→ CONSIGNE ÉCRITE 1: Dans la critique de Comfort To Me ci-dessous, qui a assuré le mix de l'album ?

Comfort To Me répond-il à ces attentes ? En partie, oui. Le son s’est affirmé, que ce soit aux guitares ou à la batterie, grâce à un temps de maturation plus long pendant les périodes de confinement et l’expertise du mix livré par Nick Launay. Le travail du producteur d’IDLES, Nick Cave et Anna Calvi permet ainsi à Dec Martens de faire sonner au mieux sa six-cordes, qui alterne sans efforts hooks secs et anguleux boostés à la fuzz ou à l’octaver (voir les intros de Hertz, Don’t Fence Me In ou Choices, quasi post-punk) et courts soli baveux bien rock’n’roll, voire hard rock (Security, Freaks To The Front). Et avec un tel décor derrière elle, Taylor est toute à son aise pour poser des phrasés parfois très originaux, probablement inspirés par sa passion annexe pour le rap. L’hymne d’ouverture Guided By Angels, véritable manifeste sur la passion et l’énergie qui guide Amy dans ses moindres actes, est le meilleur exemple de cette alchimie simple et directe explorée d’un bout à l’autre de ce second album, quelque part entre punk à la Wipers, garage, rare touche binaire early hardcore, et tradition pub rock australienne. Il est toutefois dommage de constater qu’une partie des compositions n’est pas au niveau des réussites cités plus haut. Maggot, Capital ou Laughing s’éparpillent ainsi sur des passages quelque peu dispensables. Don’t Need A Cum (Like You To Love Me) est un court épisode psychobilly qui frôle la parodie et laisse perplexe. Et finalement, mis à part sur quelques titres plus recherchés mélodiquement parlant—tel No More Tears—certains auditeurs risqueront de ressentir une forme de lassitude face à un ensemble qui reste relativement linéaire, en dépit de l’efficacité générale qui se déploie ici.

→ CONSIGNE ÉCRITE 2: Comptez les lignes des entrées qui contiennent le mot "navy". Donnez seulement le nombre.

Enregistrements de données
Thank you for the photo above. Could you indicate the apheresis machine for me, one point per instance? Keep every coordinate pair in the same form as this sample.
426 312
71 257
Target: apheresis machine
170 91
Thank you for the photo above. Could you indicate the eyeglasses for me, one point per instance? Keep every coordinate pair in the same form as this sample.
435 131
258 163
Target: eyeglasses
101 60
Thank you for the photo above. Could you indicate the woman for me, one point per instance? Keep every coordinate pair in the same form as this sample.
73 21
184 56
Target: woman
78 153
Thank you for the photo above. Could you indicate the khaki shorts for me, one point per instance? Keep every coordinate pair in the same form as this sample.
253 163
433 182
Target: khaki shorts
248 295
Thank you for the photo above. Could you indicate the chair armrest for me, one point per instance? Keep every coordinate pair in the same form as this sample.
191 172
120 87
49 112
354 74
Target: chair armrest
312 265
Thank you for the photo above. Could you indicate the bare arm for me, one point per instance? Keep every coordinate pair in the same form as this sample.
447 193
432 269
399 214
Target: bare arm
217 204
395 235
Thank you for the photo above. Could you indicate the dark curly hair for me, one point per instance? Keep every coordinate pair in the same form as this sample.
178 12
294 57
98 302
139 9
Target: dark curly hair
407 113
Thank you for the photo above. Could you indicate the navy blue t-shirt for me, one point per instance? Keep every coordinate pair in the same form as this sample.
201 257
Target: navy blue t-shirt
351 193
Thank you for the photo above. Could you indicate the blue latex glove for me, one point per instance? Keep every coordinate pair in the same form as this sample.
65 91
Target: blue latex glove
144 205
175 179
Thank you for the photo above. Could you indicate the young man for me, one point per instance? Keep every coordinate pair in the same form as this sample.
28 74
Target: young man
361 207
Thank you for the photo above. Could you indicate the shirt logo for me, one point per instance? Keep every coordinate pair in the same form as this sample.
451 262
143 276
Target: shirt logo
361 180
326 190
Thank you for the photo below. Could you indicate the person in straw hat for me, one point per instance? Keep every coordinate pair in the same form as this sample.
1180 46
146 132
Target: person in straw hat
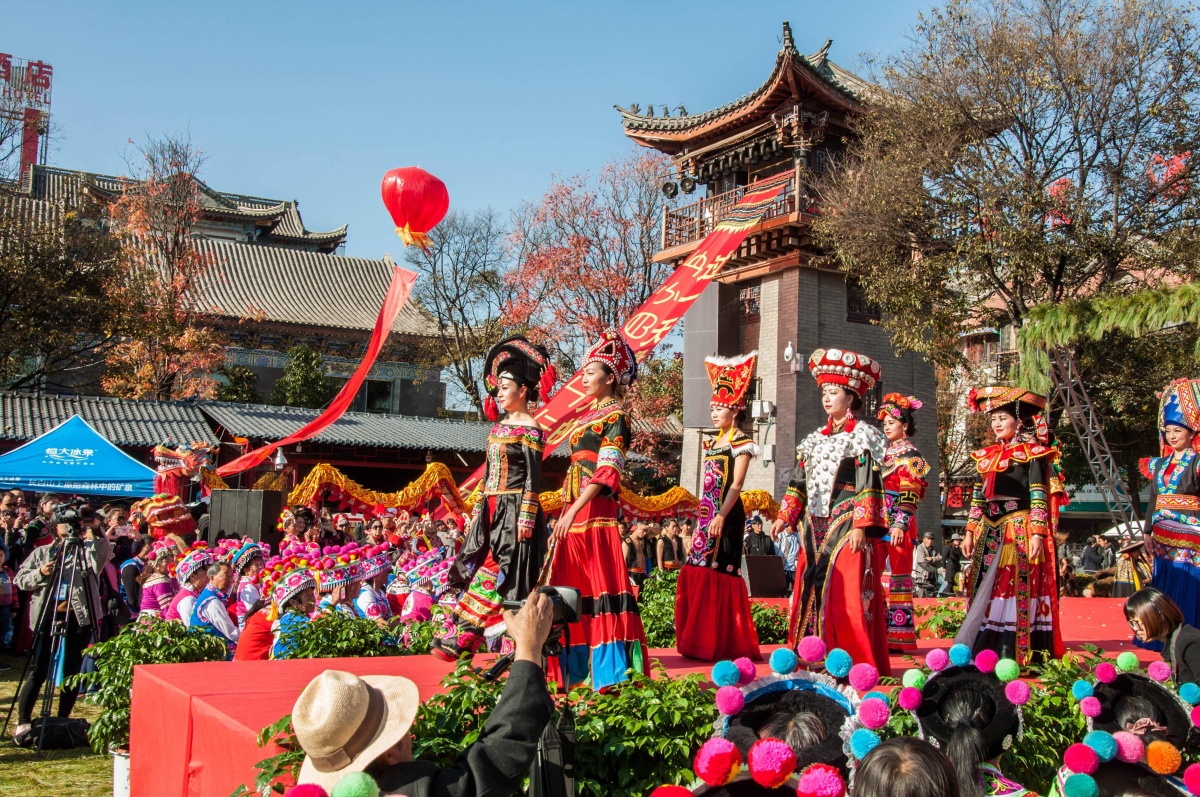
349 724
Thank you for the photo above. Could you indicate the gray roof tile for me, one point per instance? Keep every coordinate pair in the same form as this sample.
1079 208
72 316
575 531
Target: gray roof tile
24 415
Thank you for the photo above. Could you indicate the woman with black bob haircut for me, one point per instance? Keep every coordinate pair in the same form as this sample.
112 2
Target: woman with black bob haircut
906 767
1155 617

→ SOLUTION COMPLÈTE 1: Nick Launay.

→ SOLUTION COMPLÈTE 2: 2